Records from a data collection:
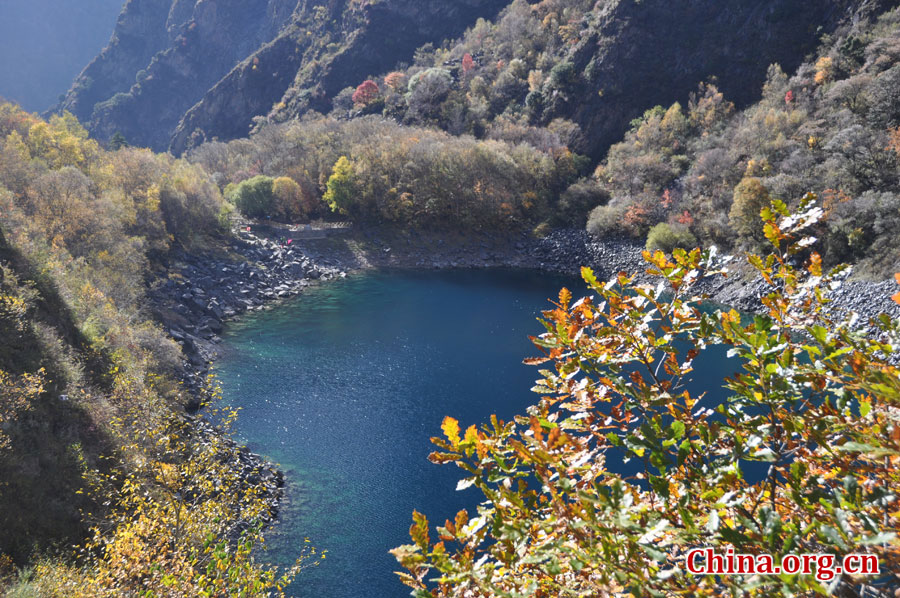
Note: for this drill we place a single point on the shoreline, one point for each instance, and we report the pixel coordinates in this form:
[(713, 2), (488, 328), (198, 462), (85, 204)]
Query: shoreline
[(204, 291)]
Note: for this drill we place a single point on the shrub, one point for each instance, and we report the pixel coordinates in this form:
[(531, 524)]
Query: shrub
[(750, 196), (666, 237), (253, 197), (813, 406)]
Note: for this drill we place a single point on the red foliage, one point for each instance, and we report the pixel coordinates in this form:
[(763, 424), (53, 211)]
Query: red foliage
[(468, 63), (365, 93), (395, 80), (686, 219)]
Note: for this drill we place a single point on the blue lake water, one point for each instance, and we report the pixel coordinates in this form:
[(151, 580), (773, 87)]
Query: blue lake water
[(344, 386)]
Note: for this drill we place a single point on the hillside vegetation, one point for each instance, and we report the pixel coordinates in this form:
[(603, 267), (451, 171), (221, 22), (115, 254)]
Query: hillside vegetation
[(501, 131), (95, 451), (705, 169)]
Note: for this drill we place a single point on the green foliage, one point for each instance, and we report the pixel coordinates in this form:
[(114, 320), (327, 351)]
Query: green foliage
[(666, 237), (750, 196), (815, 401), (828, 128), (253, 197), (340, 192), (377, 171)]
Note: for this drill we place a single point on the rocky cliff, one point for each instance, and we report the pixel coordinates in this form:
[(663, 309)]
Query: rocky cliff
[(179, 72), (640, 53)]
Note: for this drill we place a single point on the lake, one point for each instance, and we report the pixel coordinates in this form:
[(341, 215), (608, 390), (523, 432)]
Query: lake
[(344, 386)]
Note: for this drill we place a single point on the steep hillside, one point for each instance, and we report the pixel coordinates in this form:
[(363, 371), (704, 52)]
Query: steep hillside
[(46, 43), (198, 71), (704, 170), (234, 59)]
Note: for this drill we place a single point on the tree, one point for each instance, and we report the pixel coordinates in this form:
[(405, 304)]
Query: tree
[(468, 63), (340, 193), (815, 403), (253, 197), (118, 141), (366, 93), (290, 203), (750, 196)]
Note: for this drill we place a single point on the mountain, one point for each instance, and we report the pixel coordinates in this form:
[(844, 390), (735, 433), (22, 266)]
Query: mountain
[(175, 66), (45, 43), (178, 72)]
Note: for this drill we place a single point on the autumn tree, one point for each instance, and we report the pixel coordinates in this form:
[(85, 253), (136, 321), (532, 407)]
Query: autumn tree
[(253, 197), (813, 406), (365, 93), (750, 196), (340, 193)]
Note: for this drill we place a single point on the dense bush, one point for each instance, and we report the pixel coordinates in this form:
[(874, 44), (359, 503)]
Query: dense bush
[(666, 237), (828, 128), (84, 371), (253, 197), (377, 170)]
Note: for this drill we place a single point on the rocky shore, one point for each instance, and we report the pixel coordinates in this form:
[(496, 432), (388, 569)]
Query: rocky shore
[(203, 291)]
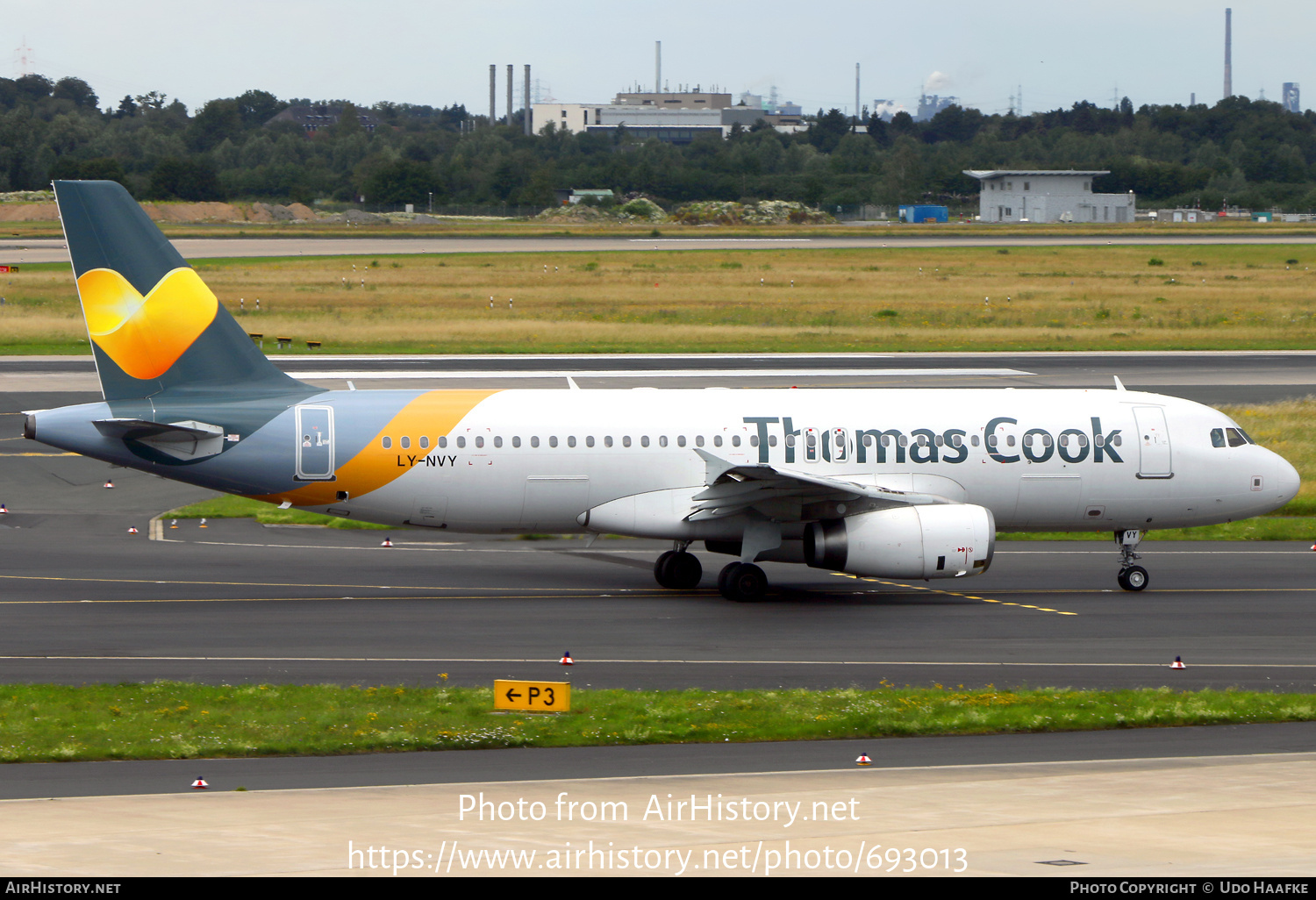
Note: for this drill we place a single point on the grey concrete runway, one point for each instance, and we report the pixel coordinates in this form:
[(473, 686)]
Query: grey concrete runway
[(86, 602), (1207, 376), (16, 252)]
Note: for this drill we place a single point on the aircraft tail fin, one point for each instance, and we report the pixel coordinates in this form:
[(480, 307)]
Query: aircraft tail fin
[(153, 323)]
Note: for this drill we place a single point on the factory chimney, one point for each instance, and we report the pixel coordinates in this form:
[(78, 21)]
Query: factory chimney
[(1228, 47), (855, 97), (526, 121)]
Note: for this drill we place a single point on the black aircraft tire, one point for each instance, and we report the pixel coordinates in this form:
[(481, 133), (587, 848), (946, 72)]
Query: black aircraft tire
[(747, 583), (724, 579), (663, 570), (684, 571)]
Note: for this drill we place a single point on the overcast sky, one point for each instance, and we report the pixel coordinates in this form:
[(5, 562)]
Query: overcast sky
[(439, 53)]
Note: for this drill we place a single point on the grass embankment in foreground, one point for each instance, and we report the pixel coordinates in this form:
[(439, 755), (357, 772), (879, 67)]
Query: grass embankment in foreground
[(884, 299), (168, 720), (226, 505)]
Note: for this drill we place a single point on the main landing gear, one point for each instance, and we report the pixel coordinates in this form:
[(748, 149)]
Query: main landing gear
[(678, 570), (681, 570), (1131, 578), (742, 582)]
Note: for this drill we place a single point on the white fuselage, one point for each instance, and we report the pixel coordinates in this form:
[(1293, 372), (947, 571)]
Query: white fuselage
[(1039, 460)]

• BRIEF: Starting at the beginning of the entries and ending at the line that contains "203), (750, 196)]", write out every line again in full and nothing beyond it, scaling each coordinate in the answers by 1.45 and rounding to whole numbers with halves going up. Change no other numbers, and leave the pictures out.

• FULL SOLUTION:
Note: for this drill we place a single point on the shoreline, one point for each instance, and we report the pixel coordinates in this form:
[(713, 2), (488, 328), (198, 462), (85, 204)]
Query: shoreline
[(296, 422)]
Note: for this drill we place a single point on the shrub, one point for each instance, and we report the pixel coordinates in this form:
[(531, 524)]
Query: shrub
[(1088, 284), (966, 344), (367, 286), (1179, 589)]
Note: for this drill we place a single point on the red foliage, one point for each instance, and we report the pixel coordinates in this form:
[(763, 424), (53, 211)]
Query: red foliage
[(679, 91), (529, 135), (573, 116), (995, 318)]
Note: for this drill we place a single point on the blue lake water, one point for each instance, and we report the pixel coordinates in this form:
[(151, 580), (773, 87)]
Query: blue lake water
[(499, 560)]
Note: for this drill we place a single point on the hillside vegetation, one point for each instance, and we report the pixel coordinates in this form:
[(603, 267), (451, 171), (221, 22), (115, 254)]
Query: hillside vegetation
[(726, 190), (138, 654), (1022, 245)]
Note: for this drill we place a single point on the green foliage, one point for each instance, and we report the pixel coordinates in this form:
[(114, 320), (327, 351)]
Query: green foliage
[(966, 344), (1088, 284), (1182, 581), (1201, 186), (367, 286), (493, 278), (547, 248)]
Note: for this drill we place a single point on the rocky cliff, one point for each instance, and we report the pixel coordinates in this form:
[(663, 309)]
Query: rocky cliff
[(260, 104), (928, 77)]
Note: for this drill we place a single point on the lake, one point for each instance, and we report the pixel coordinates in this form:
[(341, 215), (608, 390), (523, 432)]
Query: lake
[(499, 560)]
Note: for this drill we place a single point on the steep hillside, one point for each instance, and we report the pixel coordinates in this form:
[(363, 371), (704, 52)]
Query: steep hillside
[(67, 62), (287, 103), (1021, 247), (339, 86)]
Note: for this drill we place a single point on the tree, one point for each instance, and we report the pixel coordinates in this form:
[(405, 304)]
Query: tree
[(679, 91), (493, 280), (1182, 584), (367, 286), (171, 204), (531, 135), (421, 294), (1088, 284)]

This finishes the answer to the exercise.